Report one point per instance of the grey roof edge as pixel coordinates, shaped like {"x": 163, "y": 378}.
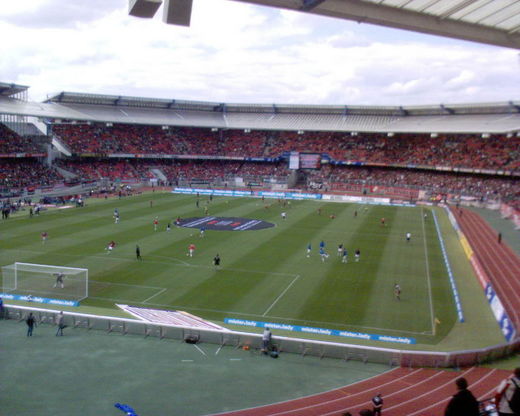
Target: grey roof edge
{"x": 400, "y": 18}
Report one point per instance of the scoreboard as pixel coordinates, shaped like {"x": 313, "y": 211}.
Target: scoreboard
{"x": 310, "y": 160}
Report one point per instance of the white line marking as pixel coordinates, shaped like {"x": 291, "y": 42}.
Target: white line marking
{"x": 123, "y": 284}
{"x": 234, "y": 313}
{"x": 281, "y": 294}
{"x": 428, "y": 272}
{"x": 202, "y": 352}
{"x": 157, "y": 294}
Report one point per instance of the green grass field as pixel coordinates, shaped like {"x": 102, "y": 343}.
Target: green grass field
{"x": 264, "y": 275}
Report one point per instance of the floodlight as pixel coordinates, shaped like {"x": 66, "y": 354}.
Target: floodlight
{"x": 177, "y": 12}
{"x": 143, "y": 8}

- - - -

Reproduce the lines above letter for letter. The pictures stay behind.

Report one point per instance of the grey roof edge as pixel coordinates, shaped like {"x": 163, "y": 378}.
Target: grey roof edge
{"x": 400, "y": 18}
Report one point per instance of the scoreboard as pixel coordinates, shaped like {"x": 313, "y": 211}.
Target: scoreboard
{"x": 310, "y": 160}
Report one point per instance of the white line marking as pixel coordinates, shaped like {"x": 291, "y": 42}.
Target: white line marking
{"x": 123, "y": 284}
{"x": 234, "y": 313}
{"x": 281, "y": 294}
{"x": 428, "y": 272}
{"x": 202, "y": 352}
{"x": 157, "y": 294}
Report one point per instance of the green grass field as pixel coordinates, shaped like {"x": 102, "y": 343}.
Target: green grass field
{"x": 264, "y": 275}
Report one point per instance of the floodlight as pixel coordinates, shaped like {"x": 66, "y": 354}.
Target: floodlight
{"x": 177, "y": 12}
{"x": 143, "y": 8}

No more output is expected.